Standard and pure-study cued-recall learning curves in Experiment 2

Proportions correct on both the initial and final tests for each of the six conditions are reported in Table 2. The initial recall data in the top row are the same as those in Fig. 2, and the proportions of recall on the final test in the second row are the new data. Recall that in our procedure, subjects used a different list of word pairs for each condition used in creating the pure-study learning curve, as well as one additional list for the standard condition. Examining the second row, one can see that performance increased with the number of study opportunities in the repeated-study condition, but that the alternating study–test (standard) condition produced the best overall recall by a rather wide margin (.77 in the standard condition vs. .52 in the repeated-study condition with five study trials, a 25% gain with numbers of study trials equated).

Table 2 Recall performance on the initial test and on the final test, as well as forgetting, in Experiment 2

The data in the second row of Table 2 were submitted to a one-way ANOVA that showed an effect of condition [F(5, 115) = 47.50, η 2p = .67]. Pairwise comparisons (Bonferroni corrected to the .05 level) indicated that final performance was significantly greater in the standard condition (M = .77) than in all of the repeated-study conditions. In addition, studying once and studying twice in the repeated-study conditions were significantly different from each other and from all other conditions. No other pairwise comparisons were significant.

Also shown in Table 2 are the proportions forgotten between the initial tests and the final tests for the repeated-study conditions, as well as from the final test during learning to the final test in the experiment for the standard condition. Forgetting was measured as the difference between the initial and the final test in each case, divided by the initial score to create a proportional measure of forgetting (Loftus, 1985). An examination of the third row of Table 2 indicates that the more study trials the subject experienced, the less forgetting occurred from the initial learning phase to the final test in general. Additionally, when comparing the Study 5 and standard conditions, it appears that similar rates of forgetting existed and that forgetting was negligible under both conditions. To summarize, when subjects learned using the standard procedure, they were able to learn more, and proportionally, they were able to retain the information, yielding greater performance on the final test overall.

Discussion

The results of Experiment 2 showed the same pattern as in Experiment 1: The standard study–test learning procedure produced greater recall in paired-associate learning than did the pure-study procedure. Thus, the standard study–test procedure produces more learning than does one composed only of study trials. The shapes of the learning curves for paired-associate learning in Fig. 2 are different from those in free recall shown in Fig. 1, with the paired-associate learning functions appearing more nearly linear. Of course, this is partly due to the fact that fewer trials were given in Experiment 2, so subjects had not reached asymptote. However, the fact that the learning curves appear to differ for free recall and paired-associate learning has been known for many years. Recently, Leibowitz, Baum, Enden, and Karniel (2010) argued that not all learning curves are exponential in shape and that a sigmoid function (with initially increasing and then decreasing improvement) may be more representative of learning in certain cases. This issue lies outside the scope of the present study.

### Required tasks
[a] Answer these from the text on cued-recall learning curves in Experiment 2, one per line:
(i) What proportion was recalled on the final test in the standard condition?
(ii) How was forgetting calculated?
(iii) What kind of function did Leibowitz, Baum, Enden, and Karniel (2010) argue may better represent learning in certain cases?
[b] Transcribe the text on cued-recall learning curves word for word, from "Table 2 Recall" to "comparisons were significant.".
The records have nothing to do with the tasks.

### Extracted records
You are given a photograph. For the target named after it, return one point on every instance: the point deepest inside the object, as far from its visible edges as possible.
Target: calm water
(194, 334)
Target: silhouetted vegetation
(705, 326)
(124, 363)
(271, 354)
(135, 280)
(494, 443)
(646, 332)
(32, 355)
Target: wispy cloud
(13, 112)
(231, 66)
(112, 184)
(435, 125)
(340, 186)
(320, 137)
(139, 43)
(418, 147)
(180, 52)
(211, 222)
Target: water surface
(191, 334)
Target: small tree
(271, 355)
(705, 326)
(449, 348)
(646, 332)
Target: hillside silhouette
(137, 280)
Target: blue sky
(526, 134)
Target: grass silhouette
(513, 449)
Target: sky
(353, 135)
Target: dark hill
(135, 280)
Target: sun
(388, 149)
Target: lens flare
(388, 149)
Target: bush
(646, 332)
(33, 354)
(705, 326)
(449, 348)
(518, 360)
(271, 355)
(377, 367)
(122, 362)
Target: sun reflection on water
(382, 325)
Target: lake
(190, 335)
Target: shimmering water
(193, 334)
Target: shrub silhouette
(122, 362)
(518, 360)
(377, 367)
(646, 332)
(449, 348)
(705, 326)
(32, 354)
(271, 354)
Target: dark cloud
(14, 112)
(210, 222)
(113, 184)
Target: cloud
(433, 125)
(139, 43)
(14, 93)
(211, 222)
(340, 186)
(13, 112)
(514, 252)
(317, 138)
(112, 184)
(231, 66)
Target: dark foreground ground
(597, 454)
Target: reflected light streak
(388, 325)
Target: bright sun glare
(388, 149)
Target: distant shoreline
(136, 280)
...
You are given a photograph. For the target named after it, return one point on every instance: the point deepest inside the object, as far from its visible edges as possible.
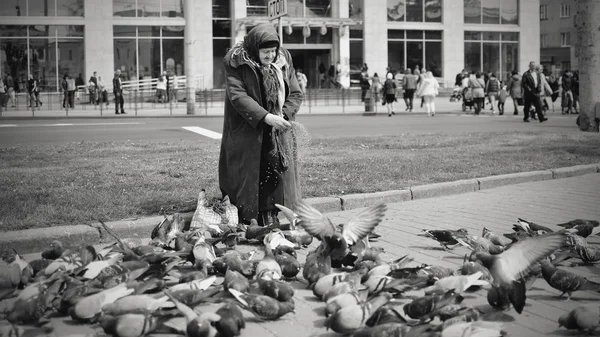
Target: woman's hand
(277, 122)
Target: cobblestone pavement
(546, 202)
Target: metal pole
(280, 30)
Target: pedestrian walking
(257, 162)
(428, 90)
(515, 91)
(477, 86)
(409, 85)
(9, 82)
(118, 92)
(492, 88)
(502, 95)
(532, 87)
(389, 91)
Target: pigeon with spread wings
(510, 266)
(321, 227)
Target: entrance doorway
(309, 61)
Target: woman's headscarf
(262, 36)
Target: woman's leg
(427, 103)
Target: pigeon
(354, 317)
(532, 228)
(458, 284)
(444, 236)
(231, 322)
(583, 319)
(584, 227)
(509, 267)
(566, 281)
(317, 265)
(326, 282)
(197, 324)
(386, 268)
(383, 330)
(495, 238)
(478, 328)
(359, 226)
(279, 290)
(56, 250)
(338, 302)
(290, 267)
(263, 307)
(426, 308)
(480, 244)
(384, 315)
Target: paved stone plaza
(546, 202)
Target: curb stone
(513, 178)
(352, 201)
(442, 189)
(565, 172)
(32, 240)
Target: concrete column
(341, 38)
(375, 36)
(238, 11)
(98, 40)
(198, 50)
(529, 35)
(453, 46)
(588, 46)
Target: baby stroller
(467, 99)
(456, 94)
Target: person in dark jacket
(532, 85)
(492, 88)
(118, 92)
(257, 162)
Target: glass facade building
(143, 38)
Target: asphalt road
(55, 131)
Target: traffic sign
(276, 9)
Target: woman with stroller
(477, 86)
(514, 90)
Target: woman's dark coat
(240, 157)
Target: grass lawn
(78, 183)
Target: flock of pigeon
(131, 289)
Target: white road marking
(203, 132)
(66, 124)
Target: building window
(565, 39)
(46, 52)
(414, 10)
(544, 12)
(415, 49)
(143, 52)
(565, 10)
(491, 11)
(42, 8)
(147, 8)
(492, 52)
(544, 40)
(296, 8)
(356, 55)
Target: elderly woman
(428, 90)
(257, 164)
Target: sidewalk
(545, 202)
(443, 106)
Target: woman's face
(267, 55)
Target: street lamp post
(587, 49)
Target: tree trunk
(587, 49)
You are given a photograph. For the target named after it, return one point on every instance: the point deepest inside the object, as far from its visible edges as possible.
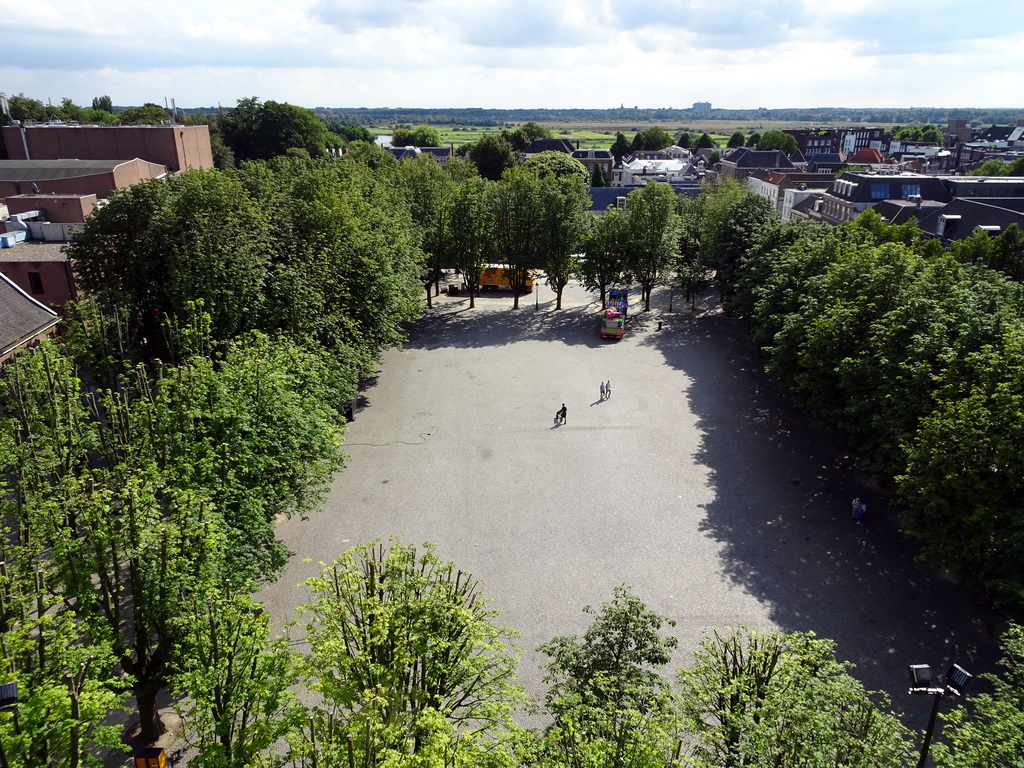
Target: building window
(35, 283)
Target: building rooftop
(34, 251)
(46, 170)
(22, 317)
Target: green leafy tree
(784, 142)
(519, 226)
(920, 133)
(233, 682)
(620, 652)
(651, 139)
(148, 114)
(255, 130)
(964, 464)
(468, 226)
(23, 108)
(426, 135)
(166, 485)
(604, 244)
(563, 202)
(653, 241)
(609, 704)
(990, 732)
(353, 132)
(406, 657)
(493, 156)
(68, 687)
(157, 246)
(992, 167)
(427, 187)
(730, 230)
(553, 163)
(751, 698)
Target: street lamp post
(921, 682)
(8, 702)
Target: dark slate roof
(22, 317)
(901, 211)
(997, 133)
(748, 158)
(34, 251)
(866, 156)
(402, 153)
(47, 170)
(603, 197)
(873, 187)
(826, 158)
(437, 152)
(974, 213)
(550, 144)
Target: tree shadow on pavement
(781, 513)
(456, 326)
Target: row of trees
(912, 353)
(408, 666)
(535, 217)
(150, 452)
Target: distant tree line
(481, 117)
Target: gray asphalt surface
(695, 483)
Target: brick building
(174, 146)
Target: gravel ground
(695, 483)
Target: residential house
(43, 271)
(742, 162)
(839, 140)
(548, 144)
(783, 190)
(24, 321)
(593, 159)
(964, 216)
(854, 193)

### Outputs for the tasks
[a]
(i) .77
(ii) As the difference between the initial and the final test, divided by the initial score
(iii) A sigmoid function

[b]
Table 2 Recall performance on the initial test and on the final test, as well as forgetting, in Experiment 2

The data in the second row of Table 2 were submitted to a one-way ANOVA that showed an effect of condition [F(5, 115) = 47.50, η 2p = .67]. Pairwise comparisons (Bonferroni corrected to the .05 level) indicated that final performance was significantly greater in the standard condition (M = .77) than in all of the repeated-study conditions. In addition, studying once and studying twice in the repeated-study conditions were significantly different from each other and from all other conditions. No other pairwise comparisons were significant.